Return everything below from the line containing "Each instance of the wristband" down to the last line, reproduced exactly.

• [GIVEN DATA]
---------------

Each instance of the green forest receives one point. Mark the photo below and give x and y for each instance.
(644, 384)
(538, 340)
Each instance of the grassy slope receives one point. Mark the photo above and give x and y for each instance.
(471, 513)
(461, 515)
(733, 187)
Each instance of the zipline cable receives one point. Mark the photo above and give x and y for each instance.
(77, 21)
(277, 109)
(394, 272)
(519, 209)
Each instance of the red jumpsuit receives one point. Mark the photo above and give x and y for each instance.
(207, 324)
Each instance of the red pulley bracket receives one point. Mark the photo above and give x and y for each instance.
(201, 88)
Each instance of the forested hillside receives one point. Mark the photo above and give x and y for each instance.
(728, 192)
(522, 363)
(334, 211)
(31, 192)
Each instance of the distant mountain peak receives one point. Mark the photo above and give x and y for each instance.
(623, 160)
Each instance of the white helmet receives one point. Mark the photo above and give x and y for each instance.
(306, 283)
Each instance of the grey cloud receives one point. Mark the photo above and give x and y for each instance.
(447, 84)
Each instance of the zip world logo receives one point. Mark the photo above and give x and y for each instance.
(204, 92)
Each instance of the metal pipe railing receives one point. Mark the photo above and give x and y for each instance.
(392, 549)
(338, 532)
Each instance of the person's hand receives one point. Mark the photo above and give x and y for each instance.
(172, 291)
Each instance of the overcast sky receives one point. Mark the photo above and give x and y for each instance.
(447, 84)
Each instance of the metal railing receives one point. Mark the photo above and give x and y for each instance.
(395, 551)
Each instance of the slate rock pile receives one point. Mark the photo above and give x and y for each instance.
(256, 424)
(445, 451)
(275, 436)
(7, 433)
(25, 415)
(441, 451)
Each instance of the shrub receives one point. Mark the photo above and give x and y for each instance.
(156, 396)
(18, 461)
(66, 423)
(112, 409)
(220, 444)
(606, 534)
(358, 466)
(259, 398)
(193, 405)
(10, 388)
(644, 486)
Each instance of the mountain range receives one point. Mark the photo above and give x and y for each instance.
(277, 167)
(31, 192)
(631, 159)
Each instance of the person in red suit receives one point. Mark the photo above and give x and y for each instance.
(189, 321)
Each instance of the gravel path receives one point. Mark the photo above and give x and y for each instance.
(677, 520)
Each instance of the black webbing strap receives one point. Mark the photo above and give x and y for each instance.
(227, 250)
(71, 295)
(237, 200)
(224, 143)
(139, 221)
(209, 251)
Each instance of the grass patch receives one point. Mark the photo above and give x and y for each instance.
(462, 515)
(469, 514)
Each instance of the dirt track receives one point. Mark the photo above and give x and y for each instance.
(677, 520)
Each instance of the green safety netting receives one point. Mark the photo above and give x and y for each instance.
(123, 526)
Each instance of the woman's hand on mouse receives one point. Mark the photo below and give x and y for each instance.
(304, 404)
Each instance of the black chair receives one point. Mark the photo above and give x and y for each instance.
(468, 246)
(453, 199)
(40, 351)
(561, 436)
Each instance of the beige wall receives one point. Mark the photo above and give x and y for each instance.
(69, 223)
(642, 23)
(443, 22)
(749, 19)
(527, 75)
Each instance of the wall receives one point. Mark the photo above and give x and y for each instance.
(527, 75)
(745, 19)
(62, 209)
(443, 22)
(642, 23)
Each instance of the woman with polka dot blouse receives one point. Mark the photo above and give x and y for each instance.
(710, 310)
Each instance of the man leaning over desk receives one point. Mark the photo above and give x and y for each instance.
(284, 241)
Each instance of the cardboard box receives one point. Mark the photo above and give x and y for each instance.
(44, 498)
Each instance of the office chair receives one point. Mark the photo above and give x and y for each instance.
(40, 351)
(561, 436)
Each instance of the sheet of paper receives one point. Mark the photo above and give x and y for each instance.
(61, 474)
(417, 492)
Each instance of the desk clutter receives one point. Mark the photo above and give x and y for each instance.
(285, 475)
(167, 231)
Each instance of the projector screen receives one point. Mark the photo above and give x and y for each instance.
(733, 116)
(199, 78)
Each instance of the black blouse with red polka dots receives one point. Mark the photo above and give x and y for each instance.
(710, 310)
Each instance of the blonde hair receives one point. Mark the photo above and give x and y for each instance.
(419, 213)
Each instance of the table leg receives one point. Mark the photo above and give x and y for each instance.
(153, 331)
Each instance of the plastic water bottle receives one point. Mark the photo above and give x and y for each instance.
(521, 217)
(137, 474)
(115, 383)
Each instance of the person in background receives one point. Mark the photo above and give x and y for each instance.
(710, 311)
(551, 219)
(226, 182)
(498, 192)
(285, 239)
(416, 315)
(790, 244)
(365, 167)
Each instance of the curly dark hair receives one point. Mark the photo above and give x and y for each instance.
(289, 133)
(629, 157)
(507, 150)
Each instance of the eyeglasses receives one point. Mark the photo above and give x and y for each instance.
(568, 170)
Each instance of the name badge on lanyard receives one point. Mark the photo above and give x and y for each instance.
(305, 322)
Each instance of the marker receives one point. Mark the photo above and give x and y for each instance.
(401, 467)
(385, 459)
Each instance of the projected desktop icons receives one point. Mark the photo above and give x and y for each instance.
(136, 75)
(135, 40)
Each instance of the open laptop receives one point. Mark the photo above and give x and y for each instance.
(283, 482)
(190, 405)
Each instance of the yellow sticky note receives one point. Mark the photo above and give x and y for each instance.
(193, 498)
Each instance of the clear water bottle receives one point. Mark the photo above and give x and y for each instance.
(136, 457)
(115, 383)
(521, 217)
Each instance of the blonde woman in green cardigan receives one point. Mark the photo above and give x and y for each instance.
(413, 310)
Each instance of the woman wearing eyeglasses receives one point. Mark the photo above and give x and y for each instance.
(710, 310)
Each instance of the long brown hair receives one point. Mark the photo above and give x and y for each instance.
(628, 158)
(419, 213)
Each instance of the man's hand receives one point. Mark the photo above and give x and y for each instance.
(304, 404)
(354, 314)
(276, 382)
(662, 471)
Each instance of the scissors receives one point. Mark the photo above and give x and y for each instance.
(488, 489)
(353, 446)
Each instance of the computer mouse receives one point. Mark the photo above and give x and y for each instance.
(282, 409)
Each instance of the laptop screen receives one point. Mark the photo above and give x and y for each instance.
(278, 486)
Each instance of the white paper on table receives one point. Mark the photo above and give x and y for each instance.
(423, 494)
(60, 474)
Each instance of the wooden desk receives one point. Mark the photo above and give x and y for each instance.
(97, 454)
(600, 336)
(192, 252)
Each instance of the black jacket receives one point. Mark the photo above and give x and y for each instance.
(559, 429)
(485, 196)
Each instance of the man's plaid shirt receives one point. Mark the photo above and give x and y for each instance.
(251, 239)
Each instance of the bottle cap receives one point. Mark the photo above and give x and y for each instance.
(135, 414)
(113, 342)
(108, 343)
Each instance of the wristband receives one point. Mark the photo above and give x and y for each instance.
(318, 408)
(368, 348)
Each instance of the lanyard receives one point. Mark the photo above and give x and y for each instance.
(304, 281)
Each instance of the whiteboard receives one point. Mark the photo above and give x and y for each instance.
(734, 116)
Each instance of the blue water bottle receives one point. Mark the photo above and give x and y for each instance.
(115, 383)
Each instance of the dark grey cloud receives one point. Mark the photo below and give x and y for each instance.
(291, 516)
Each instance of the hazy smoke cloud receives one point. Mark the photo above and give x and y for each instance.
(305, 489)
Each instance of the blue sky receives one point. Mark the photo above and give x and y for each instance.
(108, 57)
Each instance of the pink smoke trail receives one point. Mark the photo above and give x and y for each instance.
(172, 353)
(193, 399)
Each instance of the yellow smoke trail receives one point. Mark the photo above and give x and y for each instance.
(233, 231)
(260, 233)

---------------

• [WRITTEN SOLUTION]
Each instance of the wristband receives one point. Mark the photo above and give x and y for each instance.
(318, 408)
(368, 348)
Each instance of the lanyard receives one point. Mark the photo above and give x and y for each instance.
(304, 281)
Each instance of the whiteboard receives one point. Mark the photo above and give x and y for each instance.
(734, 116)
Each instance of the blue water bottle receives one point. Mark the photo above and give x and y for each instance.
(115, 383)
Each instance of the dark grey cloud receives one point. Mark the photo below and give x and y for each instance.
(291, 516)
Each instance of the hazy smoke cloud receives one point. Mark the photo above and give x and y for each instance.
(305, 489)
Each instance of the blue sky receives one point. Mark the photo above and give x and y for each instance.
(108, 57)
Each instance of the pink smoke trail receives one point. Mark the photo above and give x and y for each instance.
(172, 353)
(193, 399)
Each instance of the yellow smoke trail receives one point. Mark the photo above and give x and y for each instance.
(233, 231)
(260, 233)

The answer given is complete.